:: DATA FOR THE TASK
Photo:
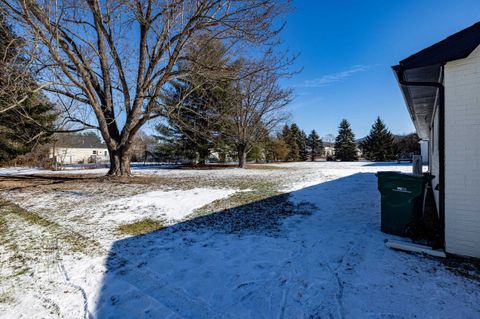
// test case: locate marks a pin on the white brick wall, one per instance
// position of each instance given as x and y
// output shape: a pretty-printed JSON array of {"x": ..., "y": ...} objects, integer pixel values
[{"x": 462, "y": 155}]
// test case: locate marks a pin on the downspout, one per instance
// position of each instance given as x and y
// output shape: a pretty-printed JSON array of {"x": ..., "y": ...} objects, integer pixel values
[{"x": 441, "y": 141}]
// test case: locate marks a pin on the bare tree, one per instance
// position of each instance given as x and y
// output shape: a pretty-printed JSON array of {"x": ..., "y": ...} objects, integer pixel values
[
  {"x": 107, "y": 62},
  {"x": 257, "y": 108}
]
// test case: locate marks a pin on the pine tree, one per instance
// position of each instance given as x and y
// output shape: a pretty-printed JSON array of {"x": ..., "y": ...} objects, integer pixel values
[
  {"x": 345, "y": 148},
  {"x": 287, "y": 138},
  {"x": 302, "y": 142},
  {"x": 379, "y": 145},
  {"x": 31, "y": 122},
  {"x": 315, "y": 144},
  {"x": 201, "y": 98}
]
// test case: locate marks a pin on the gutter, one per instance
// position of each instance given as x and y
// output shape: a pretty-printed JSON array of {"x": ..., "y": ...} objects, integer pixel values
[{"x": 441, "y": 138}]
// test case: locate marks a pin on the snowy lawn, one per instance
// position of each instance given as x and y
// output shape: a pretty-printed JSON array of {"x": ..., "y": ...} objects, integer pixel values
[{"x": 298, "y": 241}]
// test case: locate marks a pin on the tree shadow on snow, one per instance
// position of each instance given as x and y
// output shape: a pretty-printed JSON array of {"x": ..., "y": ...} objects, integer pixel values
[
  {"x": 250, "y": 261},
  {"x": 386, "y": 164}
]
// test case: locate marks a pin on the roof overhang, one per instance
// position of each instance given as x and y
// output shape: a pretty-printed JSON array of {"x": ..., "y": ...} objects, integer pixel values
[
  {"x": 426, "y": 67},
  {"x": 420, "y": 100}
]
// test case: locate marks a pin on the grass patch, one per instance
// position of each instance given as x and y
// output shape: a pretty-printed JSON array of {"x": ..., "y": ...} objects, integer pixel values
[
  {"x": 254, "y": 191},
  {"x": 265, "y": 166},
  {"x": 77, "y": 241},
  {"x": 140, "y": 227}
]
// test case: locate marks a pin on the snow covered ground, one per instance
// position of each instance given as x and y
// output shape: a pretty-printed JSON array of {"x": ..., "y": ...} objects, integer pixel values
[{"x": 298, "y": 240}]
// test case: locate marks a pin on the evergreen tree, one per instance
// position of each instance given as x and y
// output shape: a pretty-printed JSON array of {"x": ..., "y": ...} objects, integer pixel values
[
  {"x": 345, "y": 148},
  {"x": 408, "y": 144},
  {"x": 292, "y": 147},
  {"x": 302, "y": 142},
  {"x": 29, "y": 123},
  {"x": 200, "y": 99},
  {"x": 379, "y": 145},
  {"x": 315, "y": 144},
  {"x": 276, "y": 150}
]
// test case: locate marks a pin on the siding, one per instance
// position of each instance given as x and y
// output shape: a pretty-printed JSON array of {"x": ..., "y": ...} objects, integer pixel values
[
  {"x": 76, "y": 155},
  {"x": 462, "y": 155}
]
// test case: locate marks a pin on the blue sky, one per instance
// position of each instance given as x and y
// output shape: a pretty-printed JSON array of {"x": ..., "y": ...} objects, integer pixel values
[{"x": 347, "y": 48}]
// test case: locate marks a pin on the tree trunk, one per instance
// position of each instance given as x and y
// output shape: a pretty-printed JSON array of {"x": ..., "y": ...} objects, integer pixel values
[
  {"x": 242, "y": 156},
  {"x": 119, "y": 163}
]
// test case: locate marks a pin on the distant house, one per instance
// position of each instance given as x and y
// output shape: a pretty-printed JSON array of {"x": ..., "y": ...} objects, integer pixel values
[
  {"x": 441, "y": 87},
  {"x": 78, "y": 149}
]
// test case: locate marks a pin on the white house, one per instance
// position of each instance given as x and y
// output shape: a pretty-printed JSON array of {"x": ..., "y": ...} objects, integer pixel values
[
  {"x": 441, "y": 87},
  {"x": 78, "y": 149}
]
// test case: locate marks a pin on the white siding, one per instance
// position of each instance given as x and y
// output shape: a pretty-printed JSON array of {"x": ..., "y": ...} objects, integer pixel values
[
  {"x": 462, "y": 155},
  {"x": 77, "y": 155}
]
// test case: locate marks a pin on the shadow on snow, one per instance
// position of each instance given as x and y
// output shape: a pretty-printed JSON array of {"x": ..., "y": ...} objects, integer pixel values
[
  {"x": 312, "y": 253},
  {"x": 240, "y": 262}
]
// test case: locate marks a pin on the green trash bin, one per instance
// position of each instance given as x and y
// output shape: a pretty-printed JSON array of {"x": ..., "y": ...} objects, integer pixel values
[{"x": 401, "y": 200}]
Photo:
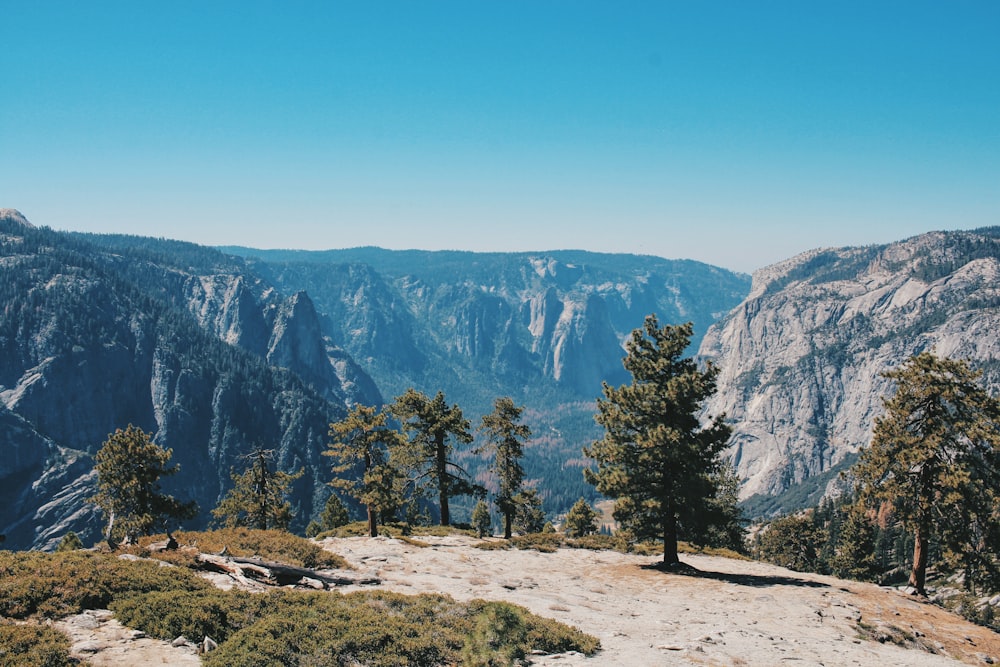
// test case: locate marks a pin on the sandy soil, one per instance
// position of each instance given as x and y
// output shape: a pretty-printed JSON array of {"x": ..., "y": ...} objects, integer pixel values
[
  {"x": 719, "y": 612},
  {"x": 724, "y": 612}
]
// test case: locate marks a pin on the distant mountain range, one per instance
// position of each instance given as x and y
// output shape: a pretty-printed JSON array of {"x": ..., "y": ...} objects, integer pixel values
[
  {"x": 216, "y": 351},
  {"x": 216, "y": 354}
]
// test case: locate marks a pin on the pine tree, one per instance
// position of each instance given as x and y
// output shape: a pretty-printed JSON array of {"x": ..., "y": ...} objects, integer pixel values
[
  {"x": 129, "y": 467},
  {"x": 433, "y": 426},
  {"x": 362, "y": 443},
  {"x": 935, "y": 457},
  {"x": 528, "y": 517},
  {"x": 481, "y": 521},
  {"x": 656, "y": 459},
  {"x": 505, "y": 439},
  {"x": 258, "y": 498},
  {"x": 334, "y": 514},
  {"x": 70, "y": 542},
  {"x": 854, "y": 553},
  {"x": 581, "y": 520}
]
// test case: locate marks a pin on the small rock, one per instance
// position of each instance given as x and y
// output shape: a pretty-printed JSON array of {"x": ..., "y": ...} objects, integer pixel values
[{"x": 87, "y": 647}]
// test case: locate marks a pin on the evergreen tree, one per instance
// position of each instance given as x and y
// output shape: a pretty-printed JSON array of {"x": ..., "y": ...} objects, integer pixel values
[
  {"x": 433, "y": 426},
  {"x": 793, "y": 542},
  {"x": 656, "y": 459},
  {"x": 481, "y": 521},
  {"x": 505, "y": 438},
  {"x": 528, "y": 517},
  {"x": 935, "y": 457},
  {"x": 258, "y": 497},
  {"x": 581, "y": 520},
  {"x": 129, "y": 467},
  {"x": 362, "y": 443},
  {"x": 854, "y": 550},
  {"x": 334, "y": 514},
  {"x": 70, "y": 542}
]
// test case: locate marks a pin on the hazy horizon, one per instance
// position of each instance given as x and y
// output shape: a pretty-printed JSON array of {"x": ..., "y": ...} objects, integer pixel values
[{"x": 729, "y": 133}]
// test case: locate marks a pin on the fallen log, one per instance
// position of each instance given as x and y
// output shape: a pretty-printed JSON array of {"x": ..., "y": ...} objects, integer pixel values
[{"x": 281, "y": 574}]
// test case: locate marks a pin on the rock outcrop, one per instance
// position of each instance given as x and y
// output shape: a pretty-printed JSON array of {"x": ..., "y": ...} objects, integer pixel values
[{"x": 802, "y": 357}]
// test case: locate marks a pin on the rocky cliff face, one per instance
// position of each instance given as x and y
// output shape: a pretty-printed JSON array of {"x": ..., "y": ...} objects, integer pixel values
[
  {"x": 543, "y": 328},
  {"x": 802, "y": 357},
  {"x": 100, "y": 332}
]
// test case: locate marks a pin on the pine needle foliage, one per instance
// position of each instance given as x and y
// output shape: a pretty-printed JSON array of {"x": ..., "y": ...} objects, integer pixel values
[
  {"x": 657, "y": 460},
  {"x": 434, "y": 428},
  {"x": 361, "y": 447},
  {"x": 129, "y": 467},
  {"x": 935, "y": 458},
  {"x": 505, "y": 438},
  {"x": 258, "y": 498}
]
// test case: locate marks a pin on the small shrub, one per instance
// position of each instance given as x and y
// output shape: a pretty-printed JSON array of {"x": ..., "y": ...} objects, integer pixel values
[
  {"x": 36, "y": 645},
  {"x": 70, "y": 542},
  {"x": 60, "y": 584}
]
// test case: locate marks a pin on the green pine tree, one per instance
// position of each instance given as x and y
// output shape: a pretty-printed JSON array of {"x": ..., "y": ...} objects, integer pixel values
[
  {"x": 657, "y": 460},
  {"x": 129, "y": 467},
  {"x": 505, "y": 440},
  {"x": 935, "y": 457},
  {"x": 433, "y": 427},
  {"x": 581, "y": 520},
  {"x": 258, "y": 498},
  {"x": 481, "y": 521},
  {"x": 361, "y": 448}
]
::::
:: DATA FOR THE TASK
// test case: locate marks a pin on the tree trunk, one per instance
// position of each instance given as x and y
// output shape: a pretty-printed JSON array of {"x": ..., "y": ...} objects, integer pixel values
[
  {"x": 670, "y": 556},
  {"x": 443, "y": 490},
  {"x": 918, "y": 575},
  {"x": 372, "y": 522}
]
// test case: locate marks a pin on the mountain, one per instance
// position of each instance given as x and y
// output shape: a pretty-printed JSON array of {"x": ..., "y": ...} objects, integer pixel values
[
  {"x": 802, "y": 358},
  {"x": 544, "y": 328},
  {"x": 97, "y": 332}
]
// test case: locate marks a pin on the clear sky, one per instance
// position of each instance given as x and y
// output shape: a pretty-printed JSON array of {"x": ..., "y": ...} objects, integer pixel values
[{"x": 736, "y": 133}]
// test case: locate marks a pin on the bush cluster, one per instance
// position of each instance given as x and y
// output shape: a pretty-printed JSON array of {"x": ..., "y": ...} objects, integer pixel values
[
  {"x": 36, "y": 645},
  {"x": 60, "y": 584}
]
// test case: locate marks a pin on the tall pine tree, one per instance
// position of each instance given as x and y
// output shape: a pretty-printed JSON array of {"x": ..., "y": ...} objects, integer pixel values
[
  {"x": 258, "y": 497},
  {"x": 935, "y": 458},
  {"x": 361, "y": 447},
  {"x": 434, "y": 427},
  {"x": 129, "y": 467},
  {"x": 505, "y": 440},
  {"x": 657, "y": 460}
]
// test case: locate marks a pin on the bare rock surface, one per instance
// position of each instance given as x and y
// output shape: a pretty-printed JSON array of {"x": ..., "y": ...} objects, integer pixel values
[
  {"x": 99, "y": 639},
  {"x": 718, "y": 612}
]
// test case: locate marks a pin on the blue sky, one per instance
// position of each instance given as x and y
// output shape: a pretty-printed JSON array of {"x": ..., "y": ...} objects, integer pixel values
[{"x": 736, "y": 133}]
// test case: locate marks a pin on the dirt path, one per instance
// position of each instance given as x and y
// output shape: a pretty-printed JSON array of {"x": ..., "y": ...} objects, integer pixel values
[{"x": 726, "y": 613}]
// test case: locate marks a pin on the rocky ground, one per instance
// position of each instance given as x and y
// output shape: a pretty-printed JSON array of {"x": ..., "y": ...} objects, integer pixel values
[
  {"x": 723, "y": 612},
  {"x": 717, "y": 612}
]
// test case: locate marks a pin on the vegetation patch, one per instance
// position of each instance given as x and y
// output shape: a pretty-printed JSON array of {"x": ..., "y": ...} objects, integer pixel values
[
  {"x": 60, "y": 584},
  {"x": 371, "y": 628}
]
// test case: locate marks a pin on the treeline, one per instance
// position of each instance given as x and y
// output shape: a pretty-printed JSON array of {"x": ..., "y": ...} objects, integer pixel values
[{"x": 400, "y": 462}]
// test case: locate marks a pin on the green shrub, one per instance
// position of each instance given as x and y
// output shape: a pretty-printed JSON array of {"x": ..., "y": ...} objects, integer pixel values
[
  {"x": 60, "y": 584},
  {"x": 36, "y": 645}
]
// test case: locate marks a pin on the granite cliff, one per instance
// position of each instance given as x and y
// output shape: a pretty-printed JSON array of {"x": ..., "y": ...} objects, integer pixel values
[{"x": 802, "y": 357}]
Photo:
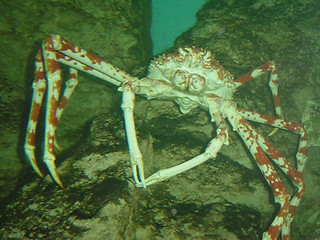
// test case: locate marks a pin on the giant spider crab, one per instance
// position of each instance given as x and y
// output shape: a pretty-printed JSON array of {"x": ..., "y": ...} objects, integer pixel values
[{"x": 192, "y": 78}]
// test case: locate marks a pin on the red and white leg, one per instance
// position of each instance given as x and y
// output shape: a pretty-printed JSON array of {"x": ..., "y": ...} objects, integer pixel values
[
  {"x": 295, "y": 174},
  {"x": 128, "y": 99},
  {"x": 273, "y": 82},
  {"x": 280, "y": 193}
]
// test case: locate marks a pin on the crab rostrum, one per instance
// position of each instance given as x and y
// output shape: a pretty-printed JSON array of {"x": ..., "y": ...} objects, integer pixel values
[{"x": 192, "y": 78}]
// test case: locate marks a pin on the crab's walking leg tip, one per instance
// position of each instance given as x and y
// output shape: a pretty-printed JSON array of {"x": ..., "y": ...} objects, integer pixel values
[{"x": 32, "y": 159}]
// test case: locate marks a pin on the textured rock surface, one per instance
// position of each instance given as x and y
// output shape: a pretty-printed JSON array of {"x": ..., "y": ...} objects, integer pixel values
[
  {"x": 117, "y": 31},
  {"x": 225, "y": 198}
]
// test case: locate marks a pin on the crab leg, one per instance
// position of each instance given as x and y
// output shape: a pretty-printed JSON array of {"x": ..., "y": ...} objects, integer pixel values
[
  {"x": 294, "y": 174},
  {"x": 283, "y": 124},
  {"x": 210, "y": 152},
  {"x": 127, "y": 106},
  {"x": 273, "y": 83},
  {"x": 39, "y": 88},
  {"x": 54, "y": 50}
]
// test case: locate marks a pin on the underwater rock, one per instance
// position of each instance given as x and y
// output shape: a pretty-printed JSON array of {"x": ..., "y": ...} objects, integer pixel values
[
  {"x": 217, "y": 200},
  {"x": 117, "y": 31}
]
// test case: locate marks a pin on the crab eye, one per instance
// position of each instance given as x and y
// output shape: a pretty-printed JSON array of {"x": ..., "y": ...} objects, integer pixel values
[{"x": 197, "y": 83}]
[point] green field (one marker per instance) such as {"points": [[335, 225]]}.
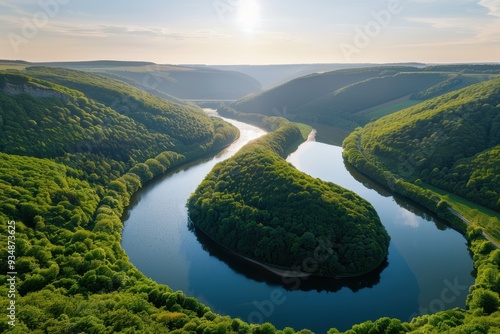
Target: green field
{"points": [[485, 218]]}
::::
• [WORK TO DO]
Please pick out every line of the records that contains the word "patch" and copy each one in full.

• [OUTPUT BELOW]
// test case: locate marks a pin on the grass patch, one per instance
// test case: locate marks a pin on the vegetation patch, one per instance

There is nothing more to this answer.